Customer Relationship Marketing (CRM for Marketers)

At the first marketing consulting firm I worked for the agency's lead consultant believed that the database was the lifeblood of the company. This still rings true today. The cleaner data that has gone into it over its lifetime, the better able you will be to evaluate a customer's lifetime value (CLTV) and identify potential customers that meet the same specifications.  Likewise if your data migrated from one CRM system to another but only retained the past year of customer data, there will most certainly be knowledge gaps about those customers.

CRM (Customer Relationship Management) databases have long been used by salesforce-driven companies to store datasets such as customer/vendor/partner contact info, purchase history, product interest, product registration, and occassionally market research data on individual customers. It has only been last five years that all this data has been coming together for small-to-medium sized businesses with emerging web platforms that enable sales professionals and marketers to better target their optimal 20% (The Pareto Principle suggests 20% of customers produce 80% of revenues).

**SOURCE INFORMATION**
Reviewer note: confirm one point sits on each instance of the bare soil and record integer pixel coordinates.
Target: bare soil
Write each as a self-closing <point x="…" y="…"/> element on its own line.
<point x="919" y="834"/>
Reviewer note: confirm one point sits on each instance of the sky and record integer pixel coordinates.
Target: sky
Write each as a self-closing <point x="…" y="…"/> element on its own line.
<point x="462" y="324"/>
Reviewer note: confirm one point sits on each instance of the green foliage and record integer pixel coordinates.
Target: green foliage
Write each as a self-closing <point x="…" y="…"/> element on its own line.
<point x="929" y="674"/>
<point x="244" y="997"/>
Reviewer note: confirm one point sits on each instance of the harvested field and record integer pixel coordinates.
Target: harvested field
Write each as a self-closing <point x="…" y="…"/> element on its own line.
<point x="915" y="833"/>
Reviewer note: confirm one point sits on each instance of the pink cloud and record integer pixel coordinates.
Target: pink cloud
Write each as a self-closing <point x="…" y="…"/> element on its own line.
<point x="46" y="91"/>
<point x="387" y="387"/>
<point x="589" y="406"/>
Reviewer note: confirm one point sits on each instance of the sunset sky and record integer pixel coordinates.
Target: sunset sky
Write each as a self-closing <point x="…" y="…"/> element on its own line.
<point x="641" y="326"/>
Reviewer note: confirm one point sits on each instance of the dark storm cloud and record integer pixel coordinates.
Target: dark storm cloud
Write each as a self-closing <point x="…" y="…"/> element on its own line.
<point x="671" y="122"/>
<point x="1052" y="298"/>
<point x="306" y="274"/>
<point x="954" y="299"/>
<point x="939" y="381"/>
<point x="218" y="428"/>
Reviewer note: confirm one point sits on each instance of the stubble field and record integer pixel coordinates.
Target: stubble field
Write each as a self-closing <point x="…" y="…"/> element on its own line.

**EXERCISE REQUIREMENTS**
Carry on the passage about customer relationship marketing, picking up right after its last sentence.

**ANSWER FOR THIS EXERCISE**
Relationship marketing is primarily focused on customer retention and satisfaction rather than the achievement of sales quotas using sales-related promotional methods.

A themed viral marketing campaign, for example, would target existing customers and also:
  • be supported by a microsite, YouTube, Facebook, and/or Twitter
  • encourage customers to "Like" the page, ad, or video or Tweet it to their friends
  • aimed at a specific demographic segment appropriate for the offering
  • could include a loyalty program to help customers save time and/or money on future purchases, e.g., season pass holders for the local symphony could be automatically subscribed to receive alerts
A campaign's success depends on how customers perceive these types of interactions with a company, its products, or its brands.